#### [YOUR OBJECTIVE]
Read the review of Space Vampires below and answer these questions:
(a) What does the review say Carlsen's resistance to the female is based entirely on?
(b) Whose fingerprints are identified on the throat of the woman found in the park?
(c) Which doctor do Fallada and Carlsen fly off to spend time with?

#### [EXCERPT TO READ]
┄┄┄┄┄┄┄┄┄┄┄┄┄┄┄┄┄┄┄┄

With a title like Space Vampires, Colin Wilson sets up certain expectations. For a while, these expectations are largely met: we have the creepy, vaguely Lovecraftian space vessel; the shockingly beautiful aliens in their glass tombs; and finally the first attack, where a man looking for a quick necrophiliac grope gets his just deserts and beyond. Carlsen’s initial encounter with the newly conscious female is the usual sort of thing, with him struggling to ward off her utterly perfect sexual attractiveness.

(An aside: A nice idea here is that the female can’t force herself on him; he has to surrender to her, be willing to give up his life in order for her to be able to feed off of him. This is something often implied in vampire literature. In addition to the lore that a vampire must be invited into a house before it can entire, victims are almost always stricken by some sort of trance when attacked; after all, sucking someone’s entire blood supply takes time, and you can’t expect somebody to just stand there and let you do it unless you’ve made a pretty strong case for yourself. Carlsen’s battle here is explicit rather than implicit, and because of that, quite striking.

Odd, though. Because it is stressed that Carlsen’s resistance is based entirely on his “masculine training.” As if his idea of gentleman-hood is the only thing which keeps him from ripping of his clothes and jumping her. It’s an old-fashioned thread in a supposedly new-fashioned novel; I mention it here mainly because it soon becomes very obvious that Wilson puts a lot of faith in his conception the essential differences between masculine and feminine. The central concept of the novel rests on it.)

Anyway. The first thirty pages play exactly like you’d imagine they would, and after the female escapes from the lab, leaving Carlsen reeling and a dead body or two behind her, I thought I had a good idea of where the rest of the novel would go. The female would establish some sort of lair in the city, and use her beauty to draw victims in, who would become vampires themselves in turn, and the circle would grow wider, while Carlsen and Scotland Yard struggled to find the source of the contamination before it spread too far.

There might be variations on the above, enough to keep me reading, but there’s a basic structure at work here, a structure refined through a century’s worth of sci-fi horror novels. I was confident I knew the shape of things to come.

I was very wrong.

After the female leaves, Dr. Fallada enters the story, and brings with him a whole host of weirdness. And then, when Fallada and Carlsen fly off to spend some time with Dr. Geijerstam, things get seriously strange.

Shortly after Carlsen has his brush with (an extremely hot) death, the body of a woman is discovered in a nearby park; it’s identified as the female alien who recently escaped the lab. She was sexually molested and strangled to death; the fingerprints on her throat are quickly identified as those of a semi-famous race car driver. Carlsen is relieved, if baffled, that a sex maniac has apparently taken the entire problem off their hands. He returns to his house and the ministrations of his wife, only to be wakened the next morning by Dr. Fallada, who requests his presence at the doctor’s research lab.

Fallada suspects something is not quite right. After all, as he explains to the astronaut, wouldn’t the creature have been more than capable of defending herself against any human foe, especially one interested in the very thing she used to lure her prey in? Fallada then demonstrates to Carlsen his theory of lambda fields and the relationships between predator and prey- and that’s when the novel stops being typical genre escapism and enters the world of Serious Philosophy.

Seriously Goofy Philosophy, at any rate.

┄┄┄┄┄┄┄┄┄┄┄┄┄┄┄┄┄┄┄┄

#### [ENTRIES]
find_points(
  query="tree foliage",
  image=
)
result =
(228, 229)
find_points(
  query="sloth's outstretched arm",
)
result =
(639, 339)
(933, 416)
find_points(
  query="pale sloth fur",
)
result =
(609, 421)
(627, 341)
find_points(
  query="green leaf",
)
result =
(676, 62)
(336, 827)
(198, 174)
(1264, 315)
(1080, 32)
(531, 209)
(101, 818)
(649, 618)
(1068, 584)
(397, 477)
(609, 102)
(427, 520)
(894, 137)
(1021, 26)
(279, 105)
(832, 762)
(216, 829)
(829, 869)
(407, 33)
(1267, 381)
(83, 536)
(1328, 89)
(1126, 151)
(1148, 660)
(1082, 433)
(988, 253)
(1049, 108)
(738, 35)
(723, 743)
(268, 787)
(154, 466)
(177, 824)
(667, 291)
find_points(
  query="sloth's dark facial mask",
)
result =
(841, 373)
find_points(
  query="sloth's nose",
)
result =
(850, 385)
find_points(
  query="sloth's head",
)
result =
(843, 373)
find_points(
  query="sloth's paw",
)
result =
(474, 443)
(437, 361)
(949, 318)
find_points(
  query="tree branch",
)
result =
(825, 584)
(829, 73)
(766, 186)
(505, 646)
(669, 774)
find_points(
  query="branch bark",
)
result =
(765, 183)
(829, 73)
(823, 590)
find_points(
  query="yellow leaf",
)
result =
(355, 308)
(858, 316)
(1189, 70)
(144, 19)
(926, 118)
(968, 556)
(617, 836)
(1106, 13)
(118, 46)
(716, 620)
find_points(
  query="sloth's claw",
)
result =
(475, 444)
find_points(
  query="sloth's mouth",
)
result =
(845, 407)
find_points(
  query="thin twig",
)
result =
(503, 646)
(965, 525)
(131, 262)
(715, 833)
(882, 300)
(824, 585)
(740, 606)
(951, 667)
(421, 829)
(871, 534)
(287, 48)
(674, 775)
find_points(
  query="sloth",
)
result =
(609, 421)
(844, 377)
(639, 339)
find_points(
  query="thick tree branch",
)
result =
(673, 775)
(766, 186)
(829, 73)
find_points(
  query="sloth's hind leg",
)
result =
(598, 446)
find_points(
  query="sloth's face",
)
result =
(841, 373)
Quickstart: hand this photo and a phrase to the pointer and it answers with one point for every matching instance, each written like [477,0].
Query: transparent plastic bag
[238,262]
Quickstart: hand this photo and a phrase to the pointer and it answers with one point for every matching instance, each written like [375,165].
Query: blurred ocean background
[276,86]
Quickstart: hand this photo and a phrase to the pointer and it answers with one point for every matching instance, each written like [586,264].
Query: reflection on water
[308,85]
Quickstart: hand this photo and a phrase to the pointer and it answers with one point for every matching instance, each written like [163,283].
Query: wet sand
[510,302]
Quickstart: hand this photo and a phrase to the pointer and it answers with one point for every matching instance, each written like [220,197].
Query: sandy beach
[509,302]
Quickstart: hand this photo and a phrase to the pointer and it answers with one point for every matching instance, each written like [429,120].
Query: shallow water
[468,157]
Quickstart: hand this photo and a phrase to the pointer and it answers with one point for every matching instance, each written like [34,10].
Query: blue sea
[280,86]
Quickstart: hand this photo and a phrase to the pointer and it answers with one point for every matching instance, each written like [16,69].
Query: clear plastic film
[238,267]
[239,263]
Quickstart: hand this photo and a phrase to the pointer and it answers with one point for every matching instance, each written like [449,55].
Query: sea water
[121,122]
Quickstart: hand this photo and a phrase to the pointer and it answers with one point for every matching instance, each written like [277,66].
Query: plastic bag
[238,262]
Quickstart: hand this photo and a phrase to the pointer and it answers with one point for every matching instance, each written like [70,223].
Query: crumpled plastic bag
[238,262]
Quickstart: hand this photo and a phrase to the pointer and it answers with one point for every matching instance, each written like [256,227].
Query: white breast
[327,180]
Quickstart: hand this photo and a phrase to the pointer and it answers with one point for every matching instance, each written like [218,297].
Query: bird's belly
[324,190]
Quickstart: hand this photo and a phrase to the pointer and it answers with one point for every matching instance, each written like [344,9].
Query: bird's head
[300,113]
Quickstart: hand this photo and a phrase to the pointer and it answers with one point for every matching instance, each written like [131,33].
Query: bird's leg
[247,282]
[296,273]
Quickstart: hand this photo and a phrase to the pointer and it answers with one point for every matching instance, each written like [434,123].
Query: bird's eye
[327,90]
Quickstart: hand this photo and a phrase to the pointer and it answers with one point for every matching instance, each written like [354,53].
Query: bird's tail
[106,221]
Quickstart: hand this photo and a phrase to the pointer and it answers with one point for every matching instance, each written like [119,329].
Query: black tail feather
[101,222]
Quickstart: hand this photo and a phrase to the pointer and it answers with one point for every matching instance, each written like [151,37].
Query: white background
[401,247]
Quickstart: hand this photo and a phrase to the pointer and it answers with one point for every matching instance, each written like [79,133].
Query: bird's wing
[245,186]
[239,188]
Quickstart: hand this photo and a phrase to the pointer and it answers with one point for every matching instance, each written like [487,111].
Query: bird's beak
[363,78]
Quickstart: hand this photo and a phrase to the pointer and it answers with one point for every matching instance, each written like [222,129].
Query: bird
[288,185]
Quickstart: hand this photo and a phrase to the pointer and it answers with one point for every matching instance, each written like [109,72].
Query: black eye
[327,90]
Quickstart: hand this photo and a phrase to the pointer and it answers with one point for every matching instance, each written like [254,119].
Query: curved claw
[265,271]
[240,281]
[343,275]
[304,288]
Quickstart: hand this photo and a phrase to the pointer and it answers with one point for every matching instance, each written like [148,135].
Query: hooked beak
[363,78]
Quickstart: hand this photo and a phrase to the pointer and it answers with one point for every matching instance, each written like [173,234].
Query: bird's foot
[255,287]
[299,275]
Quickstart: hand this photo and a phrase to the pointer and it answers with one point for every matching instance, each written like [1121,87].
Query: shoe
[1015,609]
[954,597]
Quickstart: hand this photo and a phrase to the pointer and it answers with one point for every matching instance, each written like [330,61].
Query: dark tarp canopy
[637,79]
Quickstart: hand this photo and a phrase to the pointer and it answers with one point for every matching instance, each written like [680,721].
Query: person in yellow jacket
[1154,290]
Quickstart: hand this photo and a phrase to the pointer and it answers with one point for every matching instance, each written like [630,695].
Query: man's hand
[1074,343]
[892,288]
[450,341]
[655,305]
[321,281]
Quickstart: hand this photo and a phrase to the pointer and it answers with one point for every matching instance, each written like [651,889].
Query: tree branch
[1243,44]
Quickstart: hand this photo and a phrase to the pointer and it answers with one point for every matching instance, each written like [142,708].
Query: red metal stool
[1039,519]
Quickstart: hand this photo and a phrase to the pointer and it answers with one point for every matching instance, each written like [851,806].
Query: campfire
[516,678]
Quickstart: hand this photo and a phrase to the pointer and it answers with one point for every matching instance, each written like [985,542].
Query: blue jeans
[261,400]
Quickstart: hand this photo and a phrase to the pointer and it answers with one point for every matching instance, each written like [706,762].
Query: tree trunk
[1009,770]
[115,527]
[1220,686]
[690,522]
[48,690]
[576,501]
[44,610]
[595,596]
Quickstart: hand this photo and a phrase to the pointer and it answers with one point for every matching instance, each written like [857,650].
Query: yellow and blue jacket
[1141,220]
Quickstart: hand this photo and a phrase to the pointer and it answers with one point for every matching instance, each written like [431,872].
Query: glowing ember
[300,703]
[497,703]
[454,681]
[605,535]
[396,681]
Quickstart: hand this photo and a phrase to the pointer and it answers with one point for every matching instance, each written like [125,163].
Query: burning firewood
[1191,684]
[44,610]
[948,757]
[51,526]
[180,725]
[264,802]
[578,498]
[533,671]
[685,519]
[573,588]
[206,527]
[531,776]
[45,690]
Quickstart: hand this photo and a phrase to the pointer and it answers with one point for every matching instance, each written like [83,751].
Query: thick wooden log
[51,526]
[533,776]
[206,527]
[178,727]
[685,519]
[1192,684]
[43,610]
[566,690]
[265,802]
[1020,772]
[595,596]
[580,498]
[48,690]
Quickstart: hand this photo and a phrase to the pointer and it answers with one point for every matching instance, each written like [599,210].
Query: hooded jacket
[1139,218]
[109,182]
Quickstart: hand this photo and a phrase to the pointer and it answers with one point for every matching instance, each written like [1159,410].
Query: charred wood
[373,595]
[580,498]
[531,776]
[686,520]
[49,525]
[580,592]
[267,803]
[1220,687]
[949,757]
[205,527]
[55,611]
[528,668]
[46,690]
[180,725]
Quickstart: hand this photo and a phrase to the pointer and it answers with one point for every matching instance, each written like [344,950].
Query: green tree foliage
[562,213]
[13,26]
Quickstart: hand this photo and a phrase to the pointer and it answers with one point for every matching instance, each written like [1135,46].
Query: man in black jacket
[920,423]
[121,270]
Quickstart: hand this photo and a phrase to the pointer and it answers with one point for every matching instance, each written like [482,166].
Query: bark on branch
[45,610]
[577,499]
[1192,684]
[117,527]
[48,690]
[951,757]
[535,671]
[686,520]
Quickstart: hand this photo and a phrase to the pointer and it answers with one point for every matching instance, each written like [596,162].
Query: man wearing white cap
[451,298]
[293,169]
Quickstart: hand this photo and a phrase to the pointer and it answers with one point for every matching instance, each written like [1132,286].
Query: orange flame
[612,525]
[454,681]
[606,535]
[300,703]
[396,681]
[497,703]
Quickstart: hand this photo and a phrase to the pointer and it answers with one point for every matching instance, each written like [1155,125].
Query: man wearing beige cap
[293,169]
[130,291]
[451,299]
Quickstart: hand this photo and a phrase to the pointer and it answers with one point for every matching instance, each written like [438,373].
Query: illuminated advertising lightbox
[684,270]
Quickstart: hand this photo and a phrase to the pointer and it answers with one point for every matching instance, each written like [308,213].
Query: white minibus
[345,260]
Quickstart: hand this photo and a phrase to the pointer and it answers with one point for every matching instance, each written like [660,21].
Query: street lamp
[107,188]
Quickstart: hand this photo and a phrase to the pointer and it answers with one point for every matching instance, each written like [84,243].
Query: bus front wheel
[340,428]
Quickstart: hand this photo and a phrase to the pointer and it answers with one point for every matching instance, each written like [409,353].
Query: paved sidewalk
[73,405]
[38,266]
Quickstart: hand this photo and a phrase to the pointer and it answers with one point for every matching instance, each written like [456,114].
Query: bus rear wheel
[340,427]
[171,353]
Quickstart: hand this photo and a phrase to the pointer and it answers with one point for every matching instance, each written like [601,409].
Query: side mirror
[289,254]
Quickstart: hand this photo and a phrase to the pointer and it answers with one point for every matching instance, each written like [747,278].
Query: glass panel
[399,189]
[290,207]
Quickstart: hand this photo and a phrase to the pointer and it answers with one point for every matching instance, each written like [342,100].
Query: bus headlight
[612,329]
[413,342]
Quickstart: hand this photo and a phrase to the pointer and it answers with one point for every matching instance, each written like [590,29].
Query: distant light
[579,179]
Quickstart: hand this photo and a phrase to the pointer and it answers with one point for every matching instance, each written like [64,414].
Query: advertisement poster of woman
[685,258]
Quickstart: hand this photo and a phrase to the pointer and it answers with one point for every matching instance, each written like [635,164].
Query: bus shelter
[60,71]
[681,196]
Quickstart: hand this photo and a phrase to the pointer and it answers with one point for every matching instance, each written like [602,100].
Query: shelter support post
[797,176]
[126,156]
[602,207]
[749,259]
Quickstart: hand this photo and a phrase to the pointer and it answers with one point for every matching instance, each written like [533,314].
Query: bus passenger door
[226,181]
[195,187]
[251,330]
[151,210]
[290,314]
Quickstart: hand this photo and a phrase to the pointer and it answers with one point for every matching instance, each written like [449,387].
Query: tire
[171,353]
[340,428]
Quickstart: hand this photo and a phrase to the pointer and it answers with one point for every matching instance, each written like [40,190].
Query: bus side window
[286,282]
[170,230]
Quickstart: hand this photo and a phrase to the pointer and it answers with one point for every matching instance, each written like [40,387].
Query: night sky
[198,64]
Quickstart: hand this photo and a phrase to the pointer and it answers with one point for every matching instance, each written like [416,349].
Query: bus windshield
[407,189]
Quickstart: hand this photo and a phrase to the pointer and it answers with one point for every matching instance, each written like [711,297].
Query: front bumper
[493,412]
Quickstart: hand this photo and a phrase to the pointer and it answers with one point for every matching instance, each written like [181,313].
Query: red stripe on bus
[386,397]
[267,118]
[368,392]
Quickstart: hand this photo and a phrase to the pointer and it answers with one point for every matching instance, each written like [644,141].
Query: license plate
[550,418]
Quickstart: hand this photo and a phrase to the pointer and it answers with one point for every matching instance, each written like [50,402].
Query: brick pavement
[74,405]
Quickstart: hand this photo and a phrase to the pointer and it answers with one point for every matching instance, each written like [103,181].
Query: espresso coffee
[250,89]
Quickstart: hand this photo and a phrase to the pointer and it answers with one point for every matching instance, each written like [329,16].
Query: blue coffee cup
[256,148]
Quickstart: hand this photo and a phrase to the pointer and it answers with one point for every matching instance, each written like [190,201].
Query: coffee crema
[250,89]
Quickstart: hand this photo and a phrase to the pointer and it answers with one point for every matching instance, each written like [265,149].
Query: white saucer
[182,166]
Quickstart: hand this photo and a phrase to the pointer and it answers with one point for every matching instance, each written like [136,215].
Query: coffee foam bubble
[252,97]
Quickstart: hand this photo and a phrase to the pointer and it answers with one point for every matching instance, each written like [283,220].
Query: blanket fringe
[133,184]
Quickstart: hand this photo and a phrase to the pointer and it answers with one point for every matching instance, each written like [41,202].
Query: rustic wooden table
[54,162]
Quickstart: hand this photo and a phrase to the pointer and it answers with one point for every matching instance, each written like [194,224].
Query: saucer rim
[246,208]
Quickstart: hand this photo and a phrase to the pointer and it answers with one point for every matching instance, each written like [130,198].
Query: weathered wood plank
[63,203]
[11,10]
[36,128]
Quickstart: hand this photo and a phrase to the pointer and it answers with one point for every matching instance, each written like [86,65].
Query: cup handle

┄┄┄┄┄┄┄┄┄┄┄┄┄┄┄┄┄┄┄┄

#### [WORKED SOLUTION]
(a) His "masculine training."
(b) Those of a semi-famous race car driver.
(c) Dr. Geijerstam.